- [Work instructions]: In the account of the Canberra writing conference, who was the invited speaker for the opening keynote?

- [Selected text]:
○ ○ ○ ○ ○ ○ ○

I wasn’t entirely prepared for the Canberran rain and cold. Late November, ostensibly summer, and my last trip to the capital at the same time of year almost a decade earlier had shocked me with a week of perfect blue-skied thirty-degree days. Naively, I’d expected the same this time around. I’d packed a raincoat but no umbrella; still, I preferred to turn my hood up against the showers as I trekked through the centre to the bus stop. I sheltered under the canopy and boarded a bus Google reassured would take me to my destination. My memory of this same journey years ago was sketchy, and this city looked different shrouded in grey. My recall sharpened as I alighted and walked through the University of Canberra’s campus, searching for the lecture theatre that would host the opening keynote of this year’s Australasian Association of Writing Programs conference.
Historian and archaeologist Professor Elena Isayev from the University of Exeter was the invited speaker. She shared with us her research on uncovering the stories hidden within historical sites. Part-way through her presentation, she asked us all to take out a notebook and a pen, and to visualise a walk we regularly take. Mine materialised in my mind before she finished speaking. I could taste the salty air of the path I walked most evenings after work. Out my front door. Down to Bundilla Beach and along the stretch of sand in front of the Ski Club; up past the high school and down the curving path to Mindil Beach. Professor Isayev asked us to draw the contours of our chosen trek on the page, using a continuous pen stroke. I drew out my walk, picturing each turn, each downhill glide and uphill grunt; the wooden plank and chain stairs leading down to the sand and the concrete ramp leading back up. Clambering over the two boat ramps obstructing the beach. Once I’d finished tracing my steps, I surveyed the line I’d drawn. It could almost be mistaken for a scribble, I thought, but not quite: there was something too deliberate in the way the line angled around the page; sometimes sharp and sometimes soft. It’s a poem. The thought nudged into my mind. I scrawled a title across the top, pressed my notebook shut and tuned back in to the rest of Professor Isayev’s talk.

○ ○ ○ ○ ○ ○ ○

- [Data shown]:
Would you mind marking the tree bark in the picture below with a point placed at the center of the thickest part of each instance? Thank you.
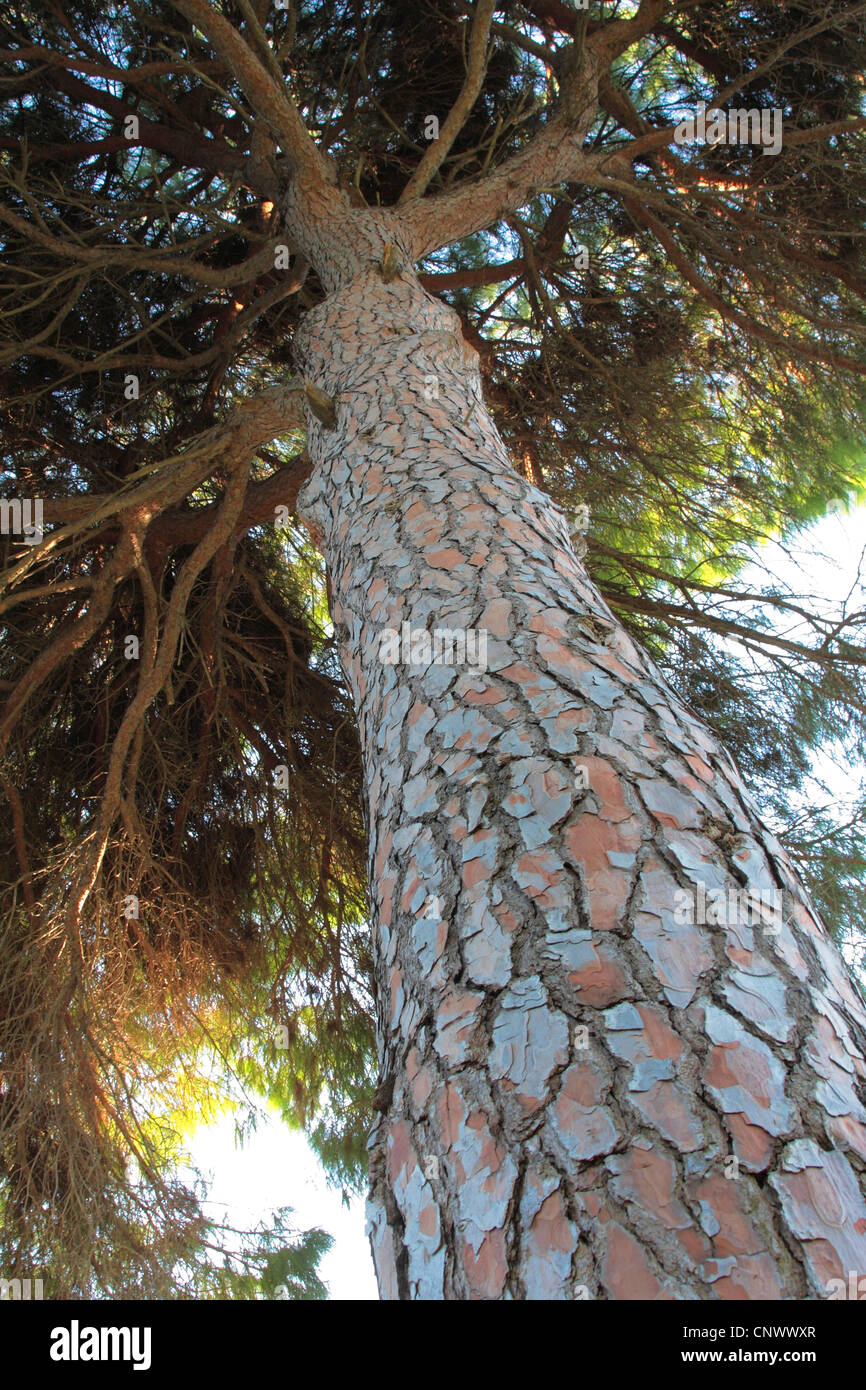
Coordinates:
(583, 1094)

○ ○ ○ ○ ○ ○ ○

- [Task answer]: Professor Elena Isayev from the University of Exeter.